* TRY IT: Please output only the lines that run from the line containing "long blonde wavy" through the end of the material below, exactly.

* STORED DATA:
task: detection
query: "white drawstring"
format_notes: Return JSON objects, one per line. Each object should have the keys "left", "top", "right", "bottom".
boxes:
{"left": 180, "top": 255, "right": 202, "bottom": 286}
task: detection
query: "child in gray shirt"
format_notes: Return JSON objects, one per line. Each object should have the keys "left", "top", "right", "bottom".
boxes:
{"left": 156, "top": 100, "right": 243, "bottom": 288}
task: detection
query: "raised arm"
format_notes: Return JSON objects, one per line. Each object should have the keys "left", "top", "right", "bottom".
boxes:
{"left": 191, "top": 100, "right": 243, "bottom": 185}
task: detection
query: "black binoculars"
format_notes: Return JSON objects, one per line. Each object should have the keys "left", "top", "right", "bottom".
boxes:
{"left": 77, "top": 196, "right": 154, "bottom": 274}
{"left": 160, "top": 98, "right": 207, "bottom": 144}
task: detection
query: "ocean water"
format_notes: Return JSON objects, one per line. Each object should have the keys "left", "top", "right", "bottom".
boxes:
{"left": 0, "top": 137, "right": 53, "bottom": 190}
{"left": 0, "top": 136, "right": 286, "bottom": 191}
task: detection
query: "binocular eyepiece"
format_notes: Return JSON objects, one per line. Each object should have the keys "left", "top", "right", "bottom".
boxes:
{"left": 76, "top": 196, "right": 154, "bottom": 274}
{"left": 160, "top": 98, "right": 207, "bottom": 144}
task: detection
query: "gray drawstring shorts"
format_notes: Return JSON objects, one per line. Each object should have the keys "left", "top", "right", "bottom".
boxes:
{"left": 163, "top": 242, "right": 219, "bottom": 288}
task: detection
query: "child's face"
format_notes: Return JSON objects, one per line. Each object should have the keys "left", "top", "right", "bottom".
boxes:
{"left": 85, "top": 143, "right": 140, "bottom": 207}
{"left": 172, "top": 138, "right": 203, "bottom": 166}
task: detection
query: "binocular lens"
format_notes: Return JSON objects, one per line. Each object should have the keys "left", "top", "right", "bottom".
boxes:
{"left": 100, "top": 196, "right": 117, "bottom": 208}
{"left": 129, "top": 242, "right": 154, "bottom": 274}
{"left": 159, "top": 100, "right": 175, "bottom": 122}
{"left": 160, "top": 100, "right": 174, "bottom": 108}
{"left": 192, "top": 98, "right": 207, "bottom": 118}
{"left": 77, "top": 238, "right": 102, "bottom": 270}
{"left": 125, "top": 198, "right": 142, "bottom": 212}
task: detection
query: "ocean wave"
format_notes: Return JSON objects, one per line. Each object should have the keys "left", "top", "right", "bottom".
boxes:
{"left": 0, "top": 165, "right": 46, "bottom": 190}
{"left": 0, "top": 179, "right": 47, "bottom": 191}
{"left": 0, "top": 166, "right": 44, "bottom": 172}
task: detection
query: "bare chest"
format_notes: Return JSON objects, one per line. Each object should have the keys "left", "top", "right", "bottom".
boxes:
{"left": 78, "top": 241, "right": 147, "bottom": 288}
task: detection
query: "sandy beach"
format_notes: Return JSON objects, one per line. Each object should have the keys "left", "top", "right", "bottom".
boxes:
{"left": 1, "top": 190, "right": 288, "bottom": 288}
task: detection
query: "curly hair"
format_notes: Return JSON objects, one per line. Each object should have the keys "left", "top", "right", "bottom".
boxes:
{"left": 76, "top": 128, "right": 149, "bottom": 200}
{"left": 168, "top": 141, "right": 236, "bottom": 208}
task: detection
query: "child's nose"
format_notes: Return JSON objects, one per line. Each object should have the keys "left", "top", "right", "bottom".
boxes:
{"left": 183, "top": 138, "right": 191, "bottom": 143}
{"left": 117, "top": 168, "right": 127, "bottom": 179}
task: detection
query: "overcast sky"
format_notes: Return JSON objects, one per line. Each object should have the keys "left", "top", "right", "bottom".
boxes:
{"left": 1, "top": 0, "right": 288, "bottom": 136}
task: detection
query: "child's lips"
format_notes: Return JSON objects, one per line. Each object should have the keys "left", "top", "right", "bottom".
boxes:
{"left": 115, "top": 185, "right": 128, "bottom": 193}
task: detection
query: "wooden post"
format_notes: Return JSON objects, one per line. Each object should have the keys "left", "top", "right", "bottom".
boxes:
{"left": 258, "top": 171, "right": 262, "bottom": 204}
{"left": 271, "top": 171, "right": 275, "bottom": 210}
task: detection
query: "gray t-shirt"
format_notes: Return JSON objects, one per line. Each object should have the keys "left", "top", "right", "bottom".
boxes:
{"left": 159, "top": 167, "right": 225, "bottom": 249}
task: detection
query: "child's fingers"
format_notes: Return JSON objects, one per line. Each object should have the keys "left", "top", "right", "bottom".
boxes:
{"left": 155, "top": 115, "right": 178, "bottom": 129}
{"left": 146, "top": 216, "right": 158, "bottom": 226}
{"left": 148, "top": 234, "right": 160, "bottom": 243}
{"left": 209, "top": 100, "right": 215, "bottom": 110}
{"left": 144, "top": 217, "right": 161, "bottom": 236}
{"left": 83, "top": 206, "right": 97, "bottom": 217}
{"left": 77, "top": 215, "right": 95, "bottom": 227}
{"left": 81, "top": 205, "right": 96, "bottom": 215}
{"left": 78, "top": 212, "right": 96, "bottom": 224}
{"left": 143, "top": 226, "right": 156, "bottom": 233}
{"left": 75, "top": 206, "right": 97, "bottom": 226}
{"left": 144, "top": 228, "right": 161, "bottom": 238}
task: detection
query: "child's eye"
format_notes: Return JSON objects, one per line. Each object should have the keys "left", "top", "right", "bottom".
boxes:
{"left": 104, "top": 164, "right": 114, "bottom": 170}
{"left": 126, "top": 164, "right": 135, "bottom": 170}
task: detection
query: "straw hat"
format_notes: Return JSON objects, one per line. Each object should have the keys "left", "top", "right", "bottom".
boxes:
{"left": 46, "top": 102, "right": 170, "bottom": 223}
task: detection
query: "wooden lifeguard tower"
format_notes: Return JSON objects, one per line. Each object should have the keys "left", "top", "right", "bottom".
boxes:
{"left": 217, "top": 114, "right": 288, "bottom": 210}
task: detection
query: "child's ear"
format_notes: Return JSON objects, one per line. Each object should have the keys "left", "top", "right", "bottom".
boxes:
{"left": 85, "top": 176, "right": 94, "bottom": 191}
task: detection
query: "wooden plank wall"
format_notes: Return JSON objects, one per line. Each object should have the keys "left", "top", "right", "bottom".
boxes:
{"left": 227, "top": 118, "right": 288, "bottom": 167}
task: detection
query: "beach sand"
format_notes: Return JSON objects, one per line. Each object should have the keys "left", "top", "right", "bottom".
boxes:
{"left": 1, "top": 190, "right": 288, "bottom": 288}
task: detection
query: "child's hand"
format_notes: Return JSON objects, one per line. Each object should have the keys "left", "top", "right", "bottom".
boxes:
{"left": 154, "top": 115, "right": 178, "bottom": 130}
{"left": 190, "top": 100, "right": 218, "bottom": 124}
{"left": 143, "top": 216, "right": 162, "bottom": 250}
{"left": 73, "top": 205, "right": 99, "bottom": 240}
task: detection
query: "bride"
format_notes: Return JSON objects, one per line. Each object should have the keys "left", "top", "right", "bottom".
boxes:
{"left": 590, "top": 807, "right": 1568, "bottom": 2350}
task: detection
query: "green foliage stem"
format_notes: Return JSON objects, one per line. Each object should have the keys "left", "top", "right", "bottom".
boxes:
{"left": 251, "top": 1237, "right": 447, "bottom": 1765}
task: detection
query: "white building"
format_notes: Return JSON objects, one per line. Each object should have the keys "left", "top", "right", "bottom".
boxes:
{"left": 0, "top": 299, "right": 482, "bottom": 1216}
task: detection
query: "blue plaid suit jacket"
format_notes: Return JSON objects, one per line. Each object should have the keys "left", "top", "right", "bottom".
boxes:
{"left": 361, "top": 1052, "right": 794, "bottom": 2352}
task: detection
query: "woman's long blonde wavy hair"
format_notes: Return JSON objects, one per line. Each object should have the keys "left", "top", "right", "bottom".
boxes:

* RESULT OF THIS EXERCISE:
query: "woman's long blonde wavy hair"
format_notes: Return JSON objects, one per line. Each object should have the keys "left", "top", "right", "bottom".
boxes:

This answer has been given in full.